### DATA SHOWN

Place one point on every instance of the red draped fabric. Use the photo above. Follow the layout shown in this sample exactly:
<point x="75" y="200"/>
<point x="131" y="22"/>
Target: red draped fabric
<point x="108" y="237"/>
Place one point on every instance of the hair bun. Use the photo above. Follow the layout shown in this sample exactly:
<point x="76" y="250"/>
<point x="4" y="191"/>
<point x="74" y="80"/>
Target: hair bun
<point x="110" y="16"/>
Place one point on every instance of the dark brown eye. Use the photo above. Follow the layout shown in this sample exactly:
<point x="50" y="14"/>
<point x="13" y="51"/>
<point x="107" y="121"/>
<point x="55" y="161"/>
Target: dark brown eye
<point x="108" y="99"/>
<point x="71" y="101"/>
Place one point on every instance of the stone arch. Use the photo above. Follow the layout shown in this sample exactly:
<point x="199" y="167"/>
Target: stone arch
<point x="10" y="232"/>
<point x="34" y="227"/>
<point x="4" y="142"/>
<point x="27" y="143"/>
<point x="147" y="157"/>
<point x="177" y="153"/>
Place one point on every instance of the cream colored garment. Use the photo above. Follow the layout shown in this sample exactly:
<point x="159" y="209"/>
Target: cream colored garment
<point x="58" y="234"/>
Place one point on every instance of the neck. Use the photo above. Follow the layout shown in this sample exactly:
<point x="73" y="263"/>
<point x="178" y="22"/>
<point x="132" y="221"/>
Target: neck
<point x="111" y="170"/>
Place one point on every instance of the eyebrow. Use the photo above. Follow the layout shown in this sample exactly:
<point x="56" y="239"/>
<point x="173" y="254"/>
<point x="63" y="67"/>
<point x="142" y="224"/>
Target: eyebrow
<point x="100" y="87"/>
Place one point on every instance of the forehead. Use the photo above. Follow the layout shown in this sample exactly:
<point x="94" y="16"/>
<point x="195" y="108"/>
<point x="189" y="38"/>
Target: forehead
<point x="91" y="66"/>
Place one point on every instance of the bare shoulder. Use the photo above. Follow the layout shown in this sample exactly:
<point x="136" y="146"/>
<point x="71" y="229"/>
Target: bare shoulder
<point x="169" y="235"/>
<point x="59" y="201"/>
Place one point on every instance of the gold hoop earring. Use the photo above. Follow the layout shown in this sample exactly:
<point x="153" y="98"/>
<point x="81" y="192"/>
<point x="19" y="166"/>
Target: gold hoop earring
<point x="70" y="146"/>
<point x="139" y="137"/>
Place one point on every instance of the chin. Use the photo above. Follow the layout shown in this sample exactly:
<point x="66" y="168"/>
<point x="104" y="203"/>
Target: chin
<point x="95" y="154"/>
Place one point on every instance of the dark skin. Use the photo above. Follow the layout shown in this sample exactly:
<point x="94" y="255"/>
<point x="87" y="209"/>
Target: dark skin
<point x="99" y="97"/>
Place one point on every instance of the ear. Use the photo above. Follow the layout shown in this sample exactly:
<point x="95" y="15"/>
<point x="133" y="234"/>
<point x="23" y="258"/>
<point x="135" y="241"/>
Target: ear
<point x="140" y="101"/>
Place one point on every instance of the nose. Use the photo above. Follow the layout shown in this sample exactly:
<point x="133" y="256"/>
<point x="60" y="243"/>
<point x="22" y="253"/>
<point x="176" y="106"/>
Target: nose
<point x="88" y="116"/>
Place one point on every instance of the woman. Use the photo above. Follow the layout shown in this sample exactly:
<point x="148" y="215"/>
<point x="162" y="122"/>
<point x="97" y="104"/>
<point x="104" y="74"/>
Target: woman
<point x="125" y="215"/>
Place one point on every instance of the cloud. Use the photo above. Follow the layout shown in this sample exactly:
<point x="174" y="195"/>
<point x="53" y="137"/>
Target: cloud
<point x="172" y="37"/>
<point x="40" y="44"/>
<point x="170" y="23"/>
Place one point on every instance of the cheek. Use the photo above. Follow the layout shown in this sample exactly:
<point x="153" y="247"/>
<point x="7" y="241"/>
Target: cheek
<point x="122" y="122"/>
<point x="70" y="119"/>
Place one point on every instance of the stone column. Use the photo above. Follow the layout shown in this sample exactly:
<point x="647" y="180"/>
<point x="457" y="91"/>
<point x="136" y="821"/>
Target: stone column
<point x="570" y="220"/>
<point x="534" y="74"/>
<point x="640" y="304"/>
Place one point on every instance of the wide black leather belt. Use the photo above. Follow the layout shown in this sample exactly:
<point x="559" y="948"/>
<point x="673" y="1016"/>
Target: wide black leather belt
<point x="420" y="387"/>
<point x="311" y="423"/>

######

* [WRITTEN TASK] Give each line of the listing above as a JSON list of strings, with one string per line and any blank lines left out.

* [TASK RESPONSE]
[
  "Place one point on every instance of the red draped fabric. Use the photo above. Follow the layout shown in this sample exactly:",
  "<point x=\"75\" y=\"200\"/>",
  "<point x=\"131\" y=\"22\"/>",
  "Target: red draped fabric",
  "<point x=\"108\" y=\"237\"/>",
  "Place one point on every instance of the hair bun. Use the photo above. Follow the layout shown in this sample exactly:",
  "<point x=\"76\" y=\"250\"/>",
  "<point x=\"4\" y=\"191\"/>",
  "<point x=\"74\" y=\"80\"/>",
  "Target: hair bun",
  "<point x=\"110\" y=\"16\"/>",
  "Place one point on every instance of the dark brown eye. Use the photo above. Follow the layout shown in this sample exactly:",
  "<point x=\"50\" y=\"14\"/>",
  "<point x=\"13\" y=\"51\"/>",
  "<point x=\"107\" y=\"121\"/>",
  "<point x=\"55\" y=\"161\"/>",
  "Target: dark brown eye",
  "<point x=\"108\" y=\"99\"/>",
  "<point x=\"71\" y=\"101\"/>",
  "Place one point on every instance of the stone arch. Use the photo above. Follow the layout shown in this sample exactly:",
  "<point x=\"199\" y=\"167\"/>",
  "Target: stone arch",
  "<point x=\"10\" y=\"232\"/>",
  "<point x=\"34\" y=\"227\"/>",
  "<point x=\"4\" y=\"142\"/>",
  "<point x=\"27\" y=\"143\"/>",
  "<point x=\"147\" y=\"157\"/>",
  "<point x=\"177\" y=\"153\"/>",
  "Place one point on every instance of the cream colored garment. Use the photo above. Follow the layout shown in this sample exactly:",
  "<point x=\"159\" y=\"209\"/>",
  "Target: cream colored garment",
  "<point x=\"58\" y=\"234\"/>",
  "Place one point on every instance of the neck. Use the photo above. Follow the layout shown in this sample exactly:",
  "<point x=\"73\" y=\"263\"/>",
  "<point x=\"178\" y=\"22\"/>",
  "<point x=\"132\" y=\"221\"/>",
  "Target: neck",
  "<point x=\"111\" y=\"170\"/>",
  "Place one point on every instance of the eyebrow. Use the photo above. Follow the layout shown in this sample exactly:",
  "<point x=\"56\" y=\"239\"/>",
  "<point x=\"173\" y=\"254\"/>",
  "<point x=\"63\" y=\"67\"/>",
  "<point x=\"142\" y=\"224\"/>",
  "Target: eyebrow",
  "<point x=\"100\" y=\"87\"/>",
  "Place one point on every instance of the forehead. Use the photo above. Follow the layout shown in this sample exactly:",
  "<point x=\"94\" y=\"16\"/>",
  "<point x=\"195\" y=\"108\"/>",
  "<point x=\"189\" y=\"38\"/>",
  "Target: forehead",
  "<point x=\"91\" y=\"66\"/>",
  "Place one point on every instance of the bare shoulder. Use the photo above. Follow the layout shown in this sample exactly:",
  "<point x=\"136\" y=\"146\"/>",
  "<point x=\"71\" y=\"229\"/>",
  "Target: bare shoulder",
  "<point x=\"169\" y=\"235\"/>",
  "<point x=\"59\" y=\"201\"/>",
  "Place one point on every instance of the gold hoop earring. Use the photo above. Follow the layout shown in this sample exactly:",
  "<point x=\"153\" y=\"98\"/>",
  "<point x=\"81\" y=\"192\"/>",
  "<point x=\"19\" y=\"166\"/>",
  "Target: gold hoop earring",
  "<point x=\"70\" y=\"146\"/>",
  "<point x=\"139\" y=\"137\"/>",
  "Place one point on every instance of the chin. Use the photo above. Follow the layout shown in this sample exactly:",
  "<point x=\"66\" y=\"168\"/>",
  "<point x=\"104\" y=\"203\"/>",
  "Target: chin",
  "<point x=\"95\" y=\"154\"/>",
  "Place one point on every instance of the dark skin. Use the photo above. Follow the layout shown in this sample exactly:",
  "<point x=\"94\" y=\"255\"/>",
  "<point x=\"87\" y=\"209\"/>",
  "Target: dark skin",
  "<point x=\"99\" y=\"97\"/>",
  "Place one point on every instance of the ear. Use the photo above. Follow the layout shown in this sample exactly:",
  "<point x=\"95\" y=\"15\"/>",
  "<point x=\"133\" y=\"234\"/>",
  "<point x=\"23\" y=\"258\"/>",
  "<point x=\"135\" y=\"241\"/>",
  "Target: ear",
  "<point x=\"140\" y=\"101\"/>",
  "Place one point on every instance of the nose. Use the photo above. Follow the layout shown in this sample exactly:",
  "<point x=\"133\" y=\"256\"/>",
  "<point x=\"60\" y=\"243\"/>",
  "<point x=\"22\" y=\"253\"/>",
  "<point x=\"176\" y=\"106\"/>",
  "Target: nose",
  "<point x=\"88\" y=\"116\"/>",
  "Place one point on every instance of the woman. Use the photo above. Follow the layout shown in this sample exactly:",
  "<point x=\"148\" y=\"215\"/>",
  "<point x=\"162\" y=\"122\"/>",
  "<point x=\"97\" y=\"104\"/>",
  "<point x=\"104\" y=\"74\"/>",
  "Target: woman",
  "<point x=\"125\" y=\"215\"/>",
  "Place one point on every instance of the cloud. Use the photo above. Follow the layout shown in this sample exactly:",
  "<point x=\"174\" y=\"195\"/>",
  "<point x=\"53\" y=\"137\"/>",
  "Target: cloud",
  "<point x=\"172\" y=\"37\"/>",
  "<point x=\"40\" y=\"44\"/>",
  "<point x=\"170\" y=\"23\"/>",
  "Place one point on every instance of the cheek. Use the photo above. Follow the layout shown in this sample exactly:",
  "<point x=\"153\" y=\"247\"/>",
  "<point x=\"7\" y=\"241\"/>",
  "Target: cheek",
  "<point x=\"122\" y=\"122\"/>",
  "<point x=\"70\" y=\"119\"/>",
  "Place one point on every instance of the stone column. Use the photo above. Follow the layout shown in this sample exactly:",
  "<point x=\"647\" y=\"180\"/>",
  "<point x=\"457\" y=\"91\"/>",
  "<point x=\"136\" y=\"821\"/>",
  "Target: stone column",
  "<point x=\"570\" y=\"220\"/>",
  "<point x=\"534\" y=\"74\"/>",
  "<point x=\"640\" y=\"304\"/>",
  "Place one point on every instance of the wide black leather belt. Use the photo above. Follow the layout shown in this sample exactly:",
  "<point x=\"559\" y=\"948\"/>",
  "<point x=\"673\" y=\"1016\"/>",
  "Target: wide black leather belt",
  "<point x=\"420\" y=\"387\"/>",
  "<point x=\"311\" y=\"423\"/>"
]